- _WRITTEN INSTRUCTION_
Copy out every line exactly, passing over the pictures.

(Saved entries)
--
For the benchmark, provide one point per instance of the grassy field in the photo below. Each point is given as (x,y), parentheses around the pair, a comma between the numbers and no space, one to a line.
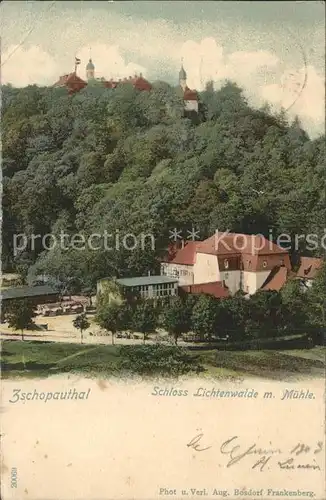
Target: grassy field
(42,359)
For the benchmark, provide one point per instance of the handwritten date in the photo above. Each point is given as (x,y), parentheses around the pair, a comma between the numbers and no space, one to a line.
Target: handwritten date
(235,452)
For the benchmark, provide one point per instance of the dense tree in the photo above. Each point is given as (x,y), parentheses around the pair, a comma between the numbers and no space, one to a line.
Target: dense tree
(176,318)
(129,161)
(81,323)
(144,318)
(20,315)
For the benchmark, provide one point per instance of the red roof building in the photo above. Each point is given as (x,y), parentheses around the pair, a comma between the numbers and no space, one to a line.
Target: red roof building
(309,267)
(72,82)
(217,289)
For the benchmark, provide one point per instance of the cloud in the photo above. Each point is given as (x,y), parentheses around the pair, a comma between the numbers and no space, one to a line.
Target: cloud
(109,62)
(28,66)
(157,54)
(308,102)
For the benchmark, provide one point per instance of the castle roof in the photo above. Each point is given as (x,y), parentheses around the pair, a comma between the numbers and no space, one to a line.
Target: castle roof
(182,74)
(190,95)
(90,65)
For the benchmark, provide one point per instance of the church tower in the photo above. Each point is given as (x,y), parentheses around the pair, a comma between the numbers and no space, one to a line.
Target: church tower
(182,78)
(90,70)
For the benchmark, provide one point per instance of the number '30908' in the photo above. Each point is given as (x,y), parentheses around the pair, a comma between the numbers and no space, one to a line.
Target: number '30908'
(14,477)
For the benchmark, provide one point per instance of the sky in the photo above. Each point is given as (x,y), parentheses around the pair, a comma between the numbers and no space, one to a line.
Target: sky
(274,50)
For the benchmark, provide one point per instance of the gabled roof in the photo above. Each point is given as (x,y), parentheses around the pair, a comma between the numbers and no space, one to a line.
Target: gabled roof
(238,244)
(276,280)
(214,288)
(186,255)
(309,267)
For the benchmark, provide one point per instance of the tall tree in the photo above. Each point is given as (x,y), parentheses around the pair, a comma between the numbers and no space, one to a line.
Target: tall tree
(81,323)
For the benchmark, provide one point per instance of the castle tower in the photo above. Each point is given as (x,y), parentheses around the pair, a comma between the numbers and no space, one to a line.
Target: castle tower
(90,70)
(182,78)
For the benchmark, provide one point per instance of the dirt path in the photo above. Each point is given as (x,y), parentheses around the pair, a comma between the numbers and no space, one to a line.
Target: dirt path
(79,353)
--
- _ANSWER BELOW_
For the benchmark, provide one point per instance of the grassy field in the photo below. Each point is given as (x,y), parentheses around the pair, a comma between the numbers and no space, one to a line.
Target: grassy field
(42,359)
For the benchmark, provide one point per instance of the handwritten date in the photo above. Each point is given as (x,y), parentheses around the pair, a comma between the numbers and no space, one to a line.
Target: handwritten date
(235,452)
For the benchmark, provide one point per instance of the dense tree in the photo above. Each point is given as (x,y), parentheses around the pair, a comma between the numbers and no space, one to a line.
Target: dense tree
(176,318)
(129,161)
(81,323)
(144,318)
(20,315)
For the benchmark, provide one point per instance of the red roof building in the photo above. Each point is given as (x,y), parentheses around the pair, a comma between the numbers and no space, one to a line.
Target: red roof building
(309,267)
(72,82)
(217,289)
For the benchmark, provide one point per instance of the cloud in the photo above. Each point is given as (x,y), parentheses around the pair, a comma between the numbers and no space, one to a line.
Target: cloud
(109,62)
(28,66)
(157,54)
(308,102)
For the benchmark, provide one point per instance of the castle roof in the photo above. Each point is given as (x,y), parentheses around the pair, a comma between the numbers and no space, one to a line.
Target: castle roof
(182,74)
(190,95)
(90,65)
For the benchmark, provide one point per instance of the church tower in the photo above. Each point is given as (x,y), parentheses around the pair, a comma between the numbers and no space, one to a line.
Target: church tower
(182,78)
(90,70)
For the benchmark, provide one point per instance of the number '30908' in the photo above. Each point is given as (x,y), parentheses around the pair, a comma between the numbers and no space, one to a line.
Target: number '30908'
(14,477)
For the benchmark, provide one point per instance of the sky in the photo above. Each point is given as (x,y), parentheses around the pair, a comma between the numbers and no space, one to a line.
Target: sky
(274,50)
For the benchmark, provide one point per instance of the gabled roof in the photo above. Each point is given as (x,y), parentheses around the pair, a comma between the numbers and no space, one to a line.
Target: gabled roof
(238,244)
(276,280)
(214,288)
(186,255)
(309,267)
For the benchmark, provide one point per instance of the tall tree in the photo above. Each point is given as (x,y), parentheses around the pair, a comma between the numbers and no space, one to a line.
Target: tall tree
(81,323)
For the benchmark, provide one point per instance of the castle tower in the photo above. Each point is given as (x,y), parentheses around the pair, a comma between the numbers and no space, one to a line.
Target: castle tower
(90,70)
(182,78)
For the benchmark, provide one point per instance of the dirt path in the photo above. Each point is given as (x,y), parentheses around the pair, a comma between the numbers and no space, one to a line.
Target: dirt path
(79,353)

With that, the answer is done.